Exercise passage:
DISCLAIMER: THIS IS NOT THE EXTRA CREDIT POST FOR BILL NYE. THIS IS A REGULAR FRIDAY BLOG POST THAT HAPPENS TO BE FROM BILL NYE’S ARTICLE.
But you all should definitely go check him out at GW’s Lisner Hall on Wednesday night!
Many of us know Bill Nye the Science Guy as the quirky man who popped up on our classroom projectors explaining what cells are and how they work or other topics from science. In this article, he takes on a new topic that I think will make his young viewers a little uneasy: sex! To be more accurate, he explains how sexual selection is an evolutionary trait, something that exists so that all biological organisms could evolve. Nye starts his article with a comedic introduction, for all of the readers out there who might be uncomfortable with this topic, by saying that the best evidence for sexual selection is when he caught himself staring at his hot cousin. Obviously, this means that our sex drive is a biological characteristic that is instilled in everyone.
Nye points out that not only humans experience sexual selection but animals, plants, trees, bugs all have to mate to produce offspring. The article highlights the unique, and often difficult, sexual processes of different organisms. Like apple trees, they put in immense effort to produce the trunk, branches, leaves, and apples, all in hopes that some other organism will take an apple and plant the tree’s seed somewhere else. He speculates that sexual selection began with two primordial microbes that shared genes with each other and these began to develop into complex genes which lead to the invention of sex.

Recorded data:
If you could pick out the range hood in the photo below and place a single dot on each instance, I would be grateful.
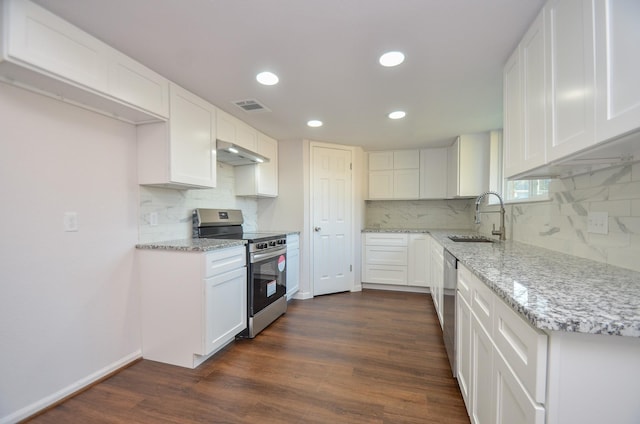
(235, 155)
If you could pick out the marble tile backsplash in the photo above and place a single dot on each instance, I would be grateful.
(174, 207)
(434, 214)
(561, 223)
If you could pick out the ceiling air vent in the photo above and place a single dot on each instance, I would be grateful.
(251, 106)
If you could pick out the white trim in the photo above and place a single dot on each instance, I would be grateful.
(45, 402)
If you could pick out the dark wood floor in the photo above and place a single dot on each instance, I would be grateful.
(369, 357)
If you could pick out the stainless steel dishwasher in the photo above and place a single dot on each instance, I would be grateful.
(449, 307)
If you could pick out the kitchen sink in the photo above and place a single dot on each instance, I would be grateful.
(470, 239)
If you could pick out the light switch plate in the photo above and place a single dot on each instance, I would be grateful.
(598, 222)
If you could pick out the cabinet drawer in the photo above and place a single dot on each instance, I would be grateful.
(386, 239)
(523, 347)
(221, 261)
(385, 274)
(386, 255)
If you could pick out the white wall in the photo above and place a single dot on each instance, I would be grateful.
(69, 301)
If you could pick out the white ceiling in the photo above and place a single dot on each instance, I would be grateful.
(326, 55)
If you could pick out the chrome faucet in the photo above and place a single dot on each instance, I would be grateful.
(501, 232)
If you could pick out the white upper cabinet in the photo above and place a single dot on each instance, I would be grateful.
(570, 68)
(532, 60)
(45, 53)
(394, 174)
(617, 30)
(233, 130)
(260, 180)
(179, 153)
(525, 103)
(433, 173)
(468, 165)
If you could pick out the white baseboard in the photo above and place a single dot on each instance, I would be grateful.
(43, 403)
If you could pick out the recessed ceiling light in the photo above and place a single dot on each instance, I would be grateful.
(398, 114)
(267, 78)
(391, 59)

Requirement 1: Reproduce word for word the passage of the Bill Nye blog post starting at "But you all" and ending at "instilled in everyone.".
Requirement 2: According to the Bill Nye blog post, what parts does an apple tree put effort into producing?

Problem solution 1:
But you all should definitely go check him out at GW’s Lisner Hall on Wednesday night!
Many of us know Bill Nye the Science Guy as the quirky man who popped up on our classroom projectors explaining what cells are and how they work or other topics from science. In this article, he takes on a new topic that I think will make his young viewers a little uneasy: sex! To be more accurate, he explains how sexual selection is an evolutionary trait, something that exists so that all biological organisms could evolve. Nye starts his article with a comedic introduction, for all of the readers out there who might be uncomfortable with this topic, by saying that the best evidence for sexual selection is when he caught himself staring at his hot cousin. Obviously, this means that our sex drive is a biological characteristic that is instilled in everyone.

Problem solution 2: trunk, branches, leaves, apples